**Job 1**
In the Supreme Court passage, do the statements below agree with the text? Answer yes or no for each and quote the deciding words. (a) The court's liberals joined Gorsuch in describing Indians as a racial group. (b) Solicitor General Judd Stone represented the state of Texas. (c) Justice Kagan said the law was enacted to protect the tribe's very existence.
**Job 2**
According to the Supreme Court passage, how are the tribes viewed under the Constitution?
**Job 3**
Quote the part of the Supreme Court passage that opens with the words containing "TOTENBERG: Meaning that" and closes with "enforcing the law.".

### Passage shown

TOTENBERG: Meaning that if you want to change the law, go to Congress, not the courts. The court's liberals joined Gorsuch in noting that the court has long viewed Indians as a political group - not a racial one. The tribes are viewed as separate sovereigns under the Constitution, and Congress has enacted a wide variety of laws to protect Native people. This law, noted Justice Kagan, was enacted for a particular purpose - to protect the tribe's very existence. Representing the state of Texas, Solicitor General Judd Stone argued that even if Congress does have the authority to legislate to protect the tribes, Congress does not have the authority to enlist state governments in enforcing the law.

######
### Provided records

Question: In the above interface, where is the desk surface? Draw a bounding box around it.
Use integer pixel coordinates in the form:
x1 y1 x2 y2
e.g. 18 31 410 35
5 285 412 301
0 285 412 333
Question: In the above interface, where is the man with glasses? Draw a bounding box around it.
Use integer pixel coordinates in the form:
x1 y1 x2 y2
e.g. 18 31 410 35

######
### Provided records

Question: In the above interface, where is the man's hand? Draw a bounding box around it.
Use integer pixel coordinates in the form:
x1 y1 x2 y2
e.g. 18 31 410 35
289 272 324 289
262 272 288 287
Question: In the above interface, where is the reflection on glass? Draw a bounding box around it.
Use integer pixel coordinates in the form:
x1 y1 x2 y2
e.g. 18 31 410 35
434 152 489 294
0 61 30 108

######

**Complete answer 1**
(a) No: "the court has long viewed Indians as a political group - not a racial one."
(b) Yes: "Representing the state of Texas, Solicitor General Judd Stone argued"
(c) Yes: "This law, noted Justice Kagan, was enacted for a particular purpose - to protect the tribe's very existence."

**Complete answer 2**
As separate sovereigns.

**Complete answer 3**
TOTENBERG: Meaning that if you want to change the law, go to Congress, not the courts. The court's liberals joined Gorsuch in noting that the court has long viewed Indians as a political group - not a racial one. The tribes are viewed as separate sovereigns under the Constitution, and Congress has enacted a wide variety of laws to protect Native people. This law, noted Justice Kagan, was enacted for a particular purpose - to protect the tribe's very existence. Representing the state of Texas, Solicitor General Judd Stone argued that even if Congress does have the authority to legislate to protect the tribes, Congress does not have the authority to enlist state governments in enforcing the law.